- Sunulan alıntı
--

M. AHMET KARABAY | HABER İNCELEME
Türkiye Cumhuriyeti, Osmanlı İmparatorluğu’nun mirasını üstlendiği gibi, Anadolu’da yaşayanlar da Osmanlı’nın Batı karşısında 250 yıllık ezik ruh halini devraldı. Asırlardır Osmanlı coğrafyasını sömüren Batı, günümüzde Suriye’de Türkiye’nin çıkarlarını koruyup kollayan bir uysallığa bürünmüş durumda. Şu sıralar Beştepe Sarayı’ndan topluma inandırılmaya çalışılan tablo tam böyle.
“Batı” ya da eski adı ile “Garp” kötülüğün, gayri insaniliğin, zulmün, sömürünün ve Osmanlı’yı yıkan gücün sembolü oldu. Yirmisekiz Mehmed Çelebi’nin, 1720’de III. Ahmed döneminde Paris’e büyükelçi olarak görüp gözlemlediklerini anlattığı “Sefaretname” eserinde çizilen Batı tablosundan sonra Batı’ya bakış açımız pek değişmedi.
Güçlü olduğu dönemdeki yaklaşımını böbürlenerek nesilden nesile nakleden zihniyet, Kanuni Sultan Süleyman’ın kendisinden yardım isteyen Fransa Kralı I. François’a 1526’da yazdığı, “Ben ki sultanlar sultanı, hakanlar hakanı, hükümdarlara taç veren Allah’ın yeryüzündeki gölgesi…” diye başlayan ve titrini 83 kelime ile tanımladıktan sonra muhatabını da “Sen ki, Fransa vilayetinin kralı olan Françesko’sun” diye hitap etmesini hiç unutmadı.
Her ne hikmetse döneminin dünya gücü olarak tanınan Osmanlı liderinin böbürlenme mektubunu 499 yıldan bu yana unutmayan Anadolu insanı, bu dönemin dünyaya efendilik taslayan ABD hükümdarı Donald Trump’ın, daha 5 yıl önce Türkiye Cumhurbaşkanına gönderdiği “Aptal olma!” diyen mektubunu aklına getirmek istemiyor.
Mektupları içeriklerinden arındırıp baktığınızda esas itibariyle ikisi de kendisini dünya gücü olarak gören iki liderin karşısındakine yaklaşımını ortaya koyuyor.
Batı’nın 15. yüzyıldan başlayarak kendini bir bütün olarak yenilemeye başlamasıyla ortaya çıkan sonuçları görmezden gelen, anlayamayan Osmanlı yönetimi ve aydını, 19. Yüzyılın ikinci yarısında geliştirdiği İslamcılık akımıyla yıkımın önüne geçebileceğini sandı.

--

- Talimat a
Listede "hand" sözcüğünü içeren bütün satırları seçip kopyalayın.
Yukarıdaki yazı ile aşağıdaki liste birbirinden bağımsız içeriklerdir.

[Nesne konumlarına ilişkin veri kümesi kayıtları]
--

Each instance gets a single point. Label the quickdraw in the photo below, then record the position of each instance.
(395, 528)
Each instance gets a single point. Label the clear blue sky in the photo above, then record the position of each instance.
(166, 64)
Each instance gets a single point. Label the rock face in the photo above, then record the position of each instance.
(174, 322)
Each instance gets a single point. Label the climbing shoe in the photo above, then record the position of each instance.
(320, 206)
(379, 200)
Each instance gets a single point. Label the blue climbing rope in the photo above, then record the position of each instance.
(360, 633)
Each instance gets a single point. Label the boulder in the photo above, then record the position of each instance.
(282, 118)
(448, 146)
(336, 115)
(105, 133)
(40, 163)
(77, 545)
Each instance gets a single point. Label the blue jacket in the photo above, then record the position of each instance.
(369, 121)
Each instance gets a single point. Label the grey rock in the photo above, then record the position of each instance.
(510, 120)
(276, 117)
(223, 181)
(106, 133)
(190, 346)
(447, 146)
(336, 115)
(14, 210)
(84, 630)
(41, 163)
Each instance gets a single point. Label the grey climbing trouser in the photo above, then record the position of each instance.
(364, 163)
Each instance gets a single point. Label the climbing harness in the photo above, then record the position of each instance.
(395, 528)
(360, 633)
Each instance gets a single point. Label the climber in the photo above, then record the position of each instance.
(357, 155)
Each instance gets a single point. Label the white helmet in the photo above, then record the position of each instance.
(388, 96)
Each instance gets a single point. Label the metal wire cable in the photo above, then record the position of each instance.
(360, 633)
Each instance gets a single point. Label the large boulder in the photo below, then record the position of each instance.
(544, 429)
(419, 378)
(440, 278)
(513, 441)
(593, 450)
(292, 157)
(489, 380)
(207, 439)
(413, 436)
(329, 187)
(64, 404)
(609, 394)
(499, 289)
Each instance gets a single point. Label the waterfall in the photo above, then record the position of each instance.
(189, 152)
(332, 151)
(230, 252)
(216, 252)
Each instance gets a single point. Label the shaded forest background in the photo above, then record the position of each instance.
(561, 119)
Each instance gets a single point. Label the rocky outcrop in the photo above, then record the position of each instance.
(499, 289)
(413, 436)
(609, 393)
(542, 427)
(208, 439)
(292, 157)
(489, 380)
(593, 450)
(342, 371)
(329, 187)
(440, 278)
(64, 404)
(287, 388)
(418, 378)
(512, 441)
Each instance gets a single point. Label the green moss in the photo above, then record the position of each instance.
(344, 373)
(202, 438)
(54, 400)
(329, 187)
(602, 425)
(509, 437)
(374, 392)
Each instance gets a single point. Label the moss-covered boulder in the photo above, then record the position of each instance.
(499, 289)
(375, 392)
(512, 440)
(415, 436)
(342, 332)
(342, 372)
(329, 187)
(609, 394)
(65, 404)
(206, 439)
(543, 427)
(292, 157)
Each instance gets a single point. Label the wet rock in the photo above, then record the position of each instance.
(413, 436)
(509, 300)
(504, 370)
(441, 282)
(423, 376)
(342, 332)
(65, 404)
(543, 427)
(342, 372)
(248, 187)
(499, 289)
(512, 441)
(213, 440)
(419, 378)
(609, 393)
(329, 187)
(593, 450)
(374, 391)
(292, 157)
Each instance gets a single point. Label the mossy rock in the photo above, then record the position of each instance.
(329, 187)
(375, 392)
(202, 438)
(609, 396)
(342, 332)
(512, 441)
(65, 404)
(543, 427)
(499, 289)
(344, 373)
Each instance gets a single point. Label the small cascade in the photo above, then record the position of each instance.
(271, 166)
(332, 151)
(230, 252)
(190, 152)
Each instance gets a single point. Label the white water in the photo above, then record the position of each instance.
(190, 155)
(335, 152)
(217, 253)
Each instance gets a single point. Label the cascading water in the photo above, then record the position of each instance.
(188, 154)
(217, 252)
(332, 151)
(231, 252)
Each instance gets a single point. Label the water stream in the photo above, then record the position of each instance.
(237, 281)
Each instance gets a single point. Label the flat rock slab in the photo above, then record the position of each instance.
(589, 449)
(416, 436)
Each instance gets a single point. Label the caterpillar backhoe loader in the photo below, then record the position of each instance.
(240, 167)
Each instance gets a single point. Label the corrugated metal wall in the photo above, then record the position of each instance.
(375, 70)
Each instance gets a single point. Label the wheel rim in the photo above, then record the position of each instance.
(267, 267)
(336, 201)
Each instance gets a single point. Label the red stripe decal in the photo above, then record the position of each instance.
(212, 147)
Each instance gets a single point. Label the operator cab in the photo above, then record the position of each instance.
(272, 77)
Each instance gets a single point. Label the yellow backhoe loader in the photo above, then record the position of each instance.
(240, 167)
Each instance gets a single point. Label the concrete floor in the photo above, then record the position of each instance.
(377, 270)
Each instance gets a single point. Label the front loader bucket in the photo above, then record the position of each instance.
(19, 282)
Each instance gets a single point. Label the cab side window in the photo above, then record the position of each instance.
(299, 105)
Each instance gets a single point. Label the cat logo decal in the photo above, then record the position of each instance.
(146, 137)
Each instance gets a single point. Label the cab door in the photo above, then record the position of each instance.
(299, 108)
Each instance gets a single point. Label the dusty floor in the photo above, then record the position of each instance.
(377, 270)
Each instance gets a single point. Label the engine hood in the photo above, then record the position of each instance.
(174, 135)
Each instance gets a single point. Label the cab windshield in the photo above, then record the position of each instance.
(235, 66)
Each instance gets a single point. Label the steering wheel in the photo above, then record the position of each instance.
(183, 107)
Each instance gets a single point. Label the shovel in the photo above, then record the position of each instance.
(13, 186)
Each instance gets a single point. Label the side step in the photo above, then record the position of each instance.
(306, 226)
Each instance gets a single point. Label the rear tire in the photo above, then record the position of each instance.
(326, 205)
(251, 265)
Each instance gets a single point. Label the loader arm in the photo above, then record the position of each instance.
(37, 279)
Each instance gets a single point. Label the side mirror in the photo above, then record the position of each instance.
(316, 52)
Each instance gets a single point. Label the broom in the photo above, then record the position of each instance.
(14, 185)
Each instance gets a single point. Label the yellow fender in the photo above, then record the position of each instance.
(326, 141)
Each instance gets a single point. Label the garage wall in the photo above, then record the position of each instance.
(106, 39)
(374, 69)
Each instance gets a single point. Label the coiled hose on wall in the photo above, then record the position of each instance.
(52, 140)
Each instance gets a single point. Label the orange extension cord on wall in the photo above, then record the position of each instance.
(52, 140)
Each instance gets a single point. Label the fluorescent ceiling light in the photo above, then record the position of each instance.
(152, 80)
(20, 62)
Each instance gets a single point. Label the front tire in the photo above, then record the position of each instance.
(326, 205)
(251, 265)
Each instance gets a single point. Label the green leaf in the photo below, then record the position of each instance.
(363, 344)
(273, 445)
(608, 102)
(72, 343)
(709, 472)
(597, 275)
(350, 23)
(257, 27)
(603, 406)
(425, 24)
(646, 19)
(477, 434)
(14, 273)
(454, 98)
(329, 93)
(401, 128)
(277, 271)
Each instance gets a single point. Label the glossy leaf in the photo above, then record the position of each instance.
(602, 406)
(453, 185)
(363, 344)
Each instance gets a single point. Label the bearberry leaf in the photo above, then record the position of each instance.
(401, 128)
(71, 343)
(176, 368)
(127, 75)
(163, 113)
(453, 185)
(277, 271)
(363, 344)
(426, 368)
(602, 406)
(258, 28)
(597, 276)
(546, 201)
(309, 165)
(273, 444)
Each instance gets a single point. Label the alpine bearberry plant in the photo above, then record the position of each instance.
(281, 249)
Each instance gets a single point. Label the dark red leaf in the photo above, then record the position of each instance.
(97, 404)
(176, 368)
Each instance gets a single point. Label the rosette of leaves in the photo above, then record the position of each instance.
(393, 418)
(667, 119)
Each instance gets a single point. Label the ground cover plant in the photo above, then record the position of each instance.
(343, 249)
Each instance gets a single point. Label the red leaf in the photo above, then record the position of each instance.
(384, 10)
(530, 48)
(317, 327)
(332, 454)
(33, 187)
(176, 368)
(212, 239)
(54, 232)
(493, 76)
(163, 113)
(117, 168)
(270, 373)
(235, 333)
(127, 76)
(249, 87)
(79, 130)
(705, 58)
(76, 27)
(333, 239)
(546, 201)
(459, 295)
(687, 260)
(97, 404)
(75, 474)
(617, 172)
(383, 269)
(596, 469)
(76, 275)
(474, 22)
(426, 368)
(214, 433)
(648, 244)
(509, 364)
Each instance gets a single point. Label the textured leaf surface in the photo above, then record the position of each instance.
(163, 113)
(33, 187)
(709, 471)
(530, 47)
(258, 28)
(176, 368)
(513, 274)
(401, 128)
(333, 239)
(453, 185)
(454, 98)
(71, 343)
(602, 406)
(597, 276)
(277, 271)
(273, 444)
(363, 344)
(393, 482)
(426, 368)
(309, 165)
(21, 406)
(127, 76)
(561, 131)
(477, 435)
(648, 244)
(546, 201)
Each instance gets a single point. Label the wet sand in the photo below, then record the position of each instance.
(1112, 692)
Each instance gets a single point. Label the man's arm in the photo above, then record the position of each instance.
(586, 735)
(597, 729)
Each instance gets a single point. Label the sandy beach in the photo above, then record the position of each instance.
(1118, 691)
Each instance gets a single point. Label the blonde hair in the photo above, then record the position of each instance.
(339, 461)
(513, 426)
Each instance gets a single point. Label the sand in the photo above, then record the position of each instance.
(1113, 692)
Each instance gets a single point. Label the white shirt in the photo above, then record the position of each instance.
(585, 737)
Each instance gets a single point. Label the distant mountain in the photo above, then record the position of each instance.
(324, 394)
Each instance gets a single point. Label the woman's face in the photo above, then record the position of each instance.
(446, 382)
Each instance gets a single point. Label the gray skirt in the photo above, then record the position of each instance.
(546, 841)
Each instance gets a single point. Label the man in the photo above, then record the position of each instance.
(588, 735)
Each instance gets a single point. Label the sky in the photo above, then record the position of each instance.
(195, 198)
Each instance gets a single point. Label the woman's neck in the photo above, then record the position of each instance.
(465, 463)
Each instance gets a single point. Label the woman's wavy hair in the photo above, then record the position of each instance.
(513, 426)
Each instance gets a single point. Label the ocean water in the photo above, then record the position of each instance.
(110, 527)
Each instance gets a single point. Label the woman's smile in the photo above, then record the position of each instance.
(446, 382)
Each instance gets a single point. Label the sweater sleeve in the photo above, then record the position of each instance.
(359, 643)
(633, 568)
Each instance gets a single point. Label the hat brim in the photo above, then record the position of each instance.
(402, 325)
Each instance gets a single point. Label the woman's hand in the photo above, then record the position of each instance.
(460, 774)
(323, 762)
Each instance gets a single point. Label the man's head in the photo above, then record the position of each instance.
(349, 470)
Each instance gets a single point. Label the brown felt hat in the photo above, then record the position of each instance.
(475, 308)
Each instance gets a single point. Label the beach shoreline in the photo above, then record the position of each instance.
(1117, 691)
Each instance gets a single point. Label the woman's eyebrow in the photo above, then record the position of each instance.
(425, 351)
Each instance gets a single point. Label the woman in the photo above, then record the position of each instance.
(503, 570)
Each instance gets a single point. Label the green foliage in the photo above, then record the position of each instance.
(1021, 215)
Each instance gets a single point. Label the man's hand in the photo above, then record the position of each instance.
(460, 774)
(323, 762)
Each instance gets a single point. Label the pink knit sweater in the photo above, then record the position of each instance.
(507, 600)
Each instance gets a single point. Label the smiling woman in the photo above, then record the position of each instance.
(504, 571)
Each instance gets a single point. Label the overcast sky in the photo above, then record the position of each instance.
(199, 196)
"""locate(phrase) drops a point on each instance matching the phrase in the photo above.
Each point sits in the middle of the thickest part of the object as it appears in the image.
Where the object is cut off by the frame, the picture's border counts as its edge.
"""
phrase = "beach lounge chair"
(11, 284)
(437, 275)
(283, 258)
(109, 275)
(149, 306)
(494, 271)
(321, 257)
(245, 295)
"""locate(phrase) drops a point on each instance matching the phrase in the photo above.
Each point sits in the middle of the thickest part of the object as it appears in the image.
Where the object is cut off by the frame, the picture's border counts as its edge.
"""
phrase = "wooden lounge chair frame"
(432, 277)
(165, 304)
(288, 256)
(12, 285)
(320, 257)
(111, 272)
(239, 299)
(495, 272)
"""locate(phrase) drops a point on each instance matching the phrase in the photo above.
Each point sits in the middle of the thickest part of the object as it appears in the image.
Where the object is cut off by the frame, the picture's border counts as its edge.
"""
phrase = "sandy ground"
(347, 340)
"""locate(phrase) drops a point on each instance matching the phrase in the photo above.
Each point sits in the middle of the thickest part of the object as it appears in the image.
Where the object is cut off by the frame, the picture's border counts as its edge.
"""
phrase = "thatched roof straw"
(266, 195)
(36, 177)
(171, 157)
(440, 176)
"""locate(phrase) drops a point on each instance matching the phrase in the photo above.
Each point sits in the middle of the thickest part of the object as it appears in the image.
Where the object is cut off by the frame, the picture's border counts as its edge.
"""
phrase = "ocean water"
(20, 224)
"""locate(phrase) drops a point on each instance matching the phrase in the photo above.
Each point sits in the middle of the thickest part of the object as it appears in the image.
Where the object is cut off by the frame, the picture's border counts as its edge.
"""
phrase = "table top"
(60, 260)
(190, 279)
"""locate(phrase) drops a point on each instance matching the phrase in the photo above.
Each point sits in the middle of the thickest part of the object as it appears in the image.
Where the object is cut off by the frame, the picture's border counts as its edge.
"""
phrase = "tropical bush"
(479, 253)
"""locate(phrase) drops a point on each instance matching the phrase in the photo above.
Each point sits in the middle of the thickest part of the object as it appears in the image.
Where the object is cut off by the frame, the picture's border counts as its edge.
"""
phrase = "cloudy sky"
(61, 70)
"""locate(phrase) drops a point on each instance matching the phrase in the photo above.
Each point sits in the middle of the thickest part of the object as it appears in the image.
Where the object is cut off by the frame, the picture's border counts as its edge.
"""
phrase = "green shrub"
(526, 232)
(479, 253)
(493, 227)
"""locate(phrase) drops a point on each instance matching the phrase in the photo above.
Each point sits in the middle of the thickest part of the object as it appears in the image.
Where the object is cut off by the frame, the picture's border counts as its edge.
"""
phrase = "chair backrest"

--

- Talimat b
Batı’ya bakış üzerine yazıdaki şu cümleyi İngilizceye çevirin: “Mektupları içeriklerinden arındırıp baktığınızda esas itibariyle ikisi de kendisini dünya gücü olarak gören iki liderin karşısındakine yaklaşımını ortaya koyuyor.”

- Cevap a
Each instance gets a single point. Label the woman's hand in the photo above, then record the position of each instance.
Each instance gets a single point. Label the man's hand in the photo above, then record the position of each instance.

- Cevap b
When you strip the letters of their content and look at them, both essentially reveal the attitude toward their counterpart of two leaders who each see themselves as a world power.